DOCUMENT EXTRACT:

* Begin *

What will it take?
Everyone is talking about making changes in form of New Year’s resolutions even though most of us know, and data shows, that most of our “resolutions” [will] fail. The issue isn’t with setting them, but going the right way about achieving them.
So, what will it take?
Change can only happen with the right attitude, so here are 5 key ingredients you need if you really want to make things happen:
1) Fate favors the bold. I know you're scared of believing that the impossible is possible, but there's only one way to find out: be bold and give it a shot. You want love and belonging? You want a successful business? You want freedom? Be bold and go for it.
Yes, at some point, you might get hurt and it will be difficult at times. Of course it will — the best things in life require work and some difficulty. It might not work out, you say? But what if it does? What if the juice is worth the squeeze, so to speak; what if climbing the Everest is life giving and you just don’t know it yet? What if you’re meant to reach instead of shrink? After all, what is life if we don't stretch? As Helen Keller put it once, “Life is a daring adventure or nothing at all.”
Unless we go boldly after the things that scare us the most, it's inevitable that we will reach a point when we will wonder: what could have been? Don't believe me? Just ask all the ones who've come before us and taught us this, or read about the regrets of the dying. They rarely say, I wish I had been more timid; only that they wish to have been bolder.
2) Change happens only when we are actually willing to change. We all talk about change, but we are terrified of it. We make new year's resolutions, yet most of them are going to fail, anyway, and we know it. So what does it take to actually change? Our willingness to change.
Let me say that again: Change won't happen unless we are actually willing to change. To make change means we will likely have to give up on who we are today, what we do, seek, and know, and what keeps us safe, and that’s scary, very scary ... but how do we expect to actually change without giving up on our old self? What brought us here won’t take us where we need to go.

* End *

WHAT IS NEEDED:
Reproduce the piece on New Year's resolutions from "Everyone is talking" up to and including "about achieving them.". None of the data is needed.

Excerpts from a point labeling dataset:
* Begin *

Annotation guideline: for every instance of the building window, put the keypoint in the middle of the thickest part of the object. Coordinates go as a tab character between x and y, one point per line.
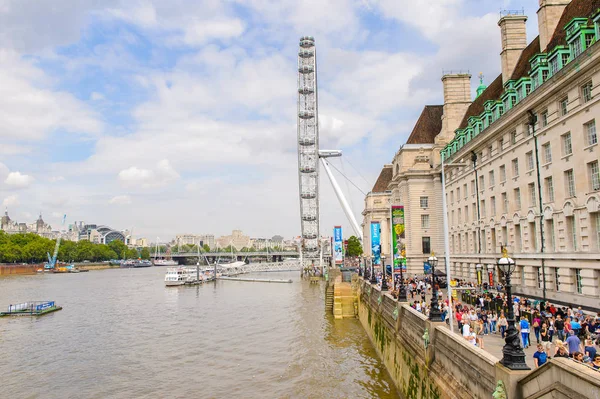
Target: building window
576	48
586	92
566	141
590	129
531	190
544	118
572	232
594	175
532	238
570	183
426	244
529	160
517	193
513	137
550	234
549	188
563	106
547	151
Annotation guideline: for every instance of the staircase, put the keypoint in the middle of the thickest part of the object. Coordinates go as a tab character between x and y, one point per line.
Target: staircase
329	299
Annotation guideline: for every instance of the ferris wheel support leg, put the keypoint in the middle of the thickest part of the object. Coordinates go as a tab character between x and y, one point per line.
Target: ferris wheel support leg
342	199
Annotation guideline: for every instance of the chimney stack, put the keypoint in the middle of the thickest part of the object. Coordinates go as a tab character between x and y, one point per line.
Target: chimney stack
548	16
457	98
514	41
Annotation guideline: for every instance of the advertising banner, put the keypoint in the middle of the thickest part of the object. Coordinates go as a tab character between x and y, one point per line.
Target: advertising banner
398	235
376	242
338	253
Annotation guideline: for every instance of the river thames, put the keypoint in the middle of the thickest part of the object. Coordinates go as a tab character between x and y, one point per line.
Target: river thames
123	334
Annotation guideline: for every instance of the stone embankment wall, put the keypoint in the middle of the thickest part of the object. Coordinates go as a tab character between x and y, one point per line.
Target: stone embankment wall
427	361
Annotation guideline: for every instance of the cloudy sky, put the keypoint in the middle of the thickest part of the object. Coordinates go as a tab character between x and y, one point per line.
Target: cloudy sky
179	116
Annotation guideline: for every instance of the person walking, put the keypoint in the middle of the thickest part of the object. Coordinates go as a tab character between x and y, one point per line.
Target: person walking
503	324
524	327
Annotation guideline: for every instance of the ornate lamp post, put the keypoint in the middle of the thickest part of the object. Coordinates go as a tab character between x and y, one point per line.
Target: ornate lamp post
434	313
402	289
478	267
513	356
384	286
372	275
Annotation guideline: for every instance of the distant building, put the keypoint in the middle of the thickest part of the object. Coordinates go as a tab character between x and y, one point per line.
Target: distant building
236	239
38	227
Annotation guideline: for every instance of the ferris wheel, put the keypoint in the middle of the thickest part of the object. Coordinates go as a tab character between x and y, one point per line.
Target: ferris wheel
308	147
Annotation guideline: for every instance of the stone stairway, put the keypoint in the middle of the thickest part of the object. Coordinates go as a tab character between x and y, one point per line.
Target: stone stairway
343	301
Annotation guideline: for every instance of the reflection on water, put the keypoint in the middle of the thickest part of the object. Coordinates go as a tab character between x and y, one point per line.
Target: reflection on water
122	334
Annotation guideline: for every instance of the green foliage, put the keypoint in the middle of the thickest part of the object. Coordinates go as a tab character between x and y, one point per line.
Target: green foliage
145	254
354	247
31	248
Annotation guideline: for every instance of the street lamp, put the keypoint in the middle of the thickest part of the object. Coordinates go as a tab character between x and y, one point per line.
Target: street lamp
372	274
402	289
434	312
513	356
384	286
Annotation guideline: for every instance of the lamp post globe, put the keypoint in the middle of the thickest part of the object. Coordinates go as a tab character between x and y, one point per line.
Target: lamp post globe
373	279
434	312
384	286
513	356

* End *

PROBLEM SOLUTION:
Everyone is talking about making changes in form of New Year’s resolutions even though most of us know, and data shows, that most of our “resolutions” [will] fail. The issue isn’t with setting them, but going the right way about achieving them.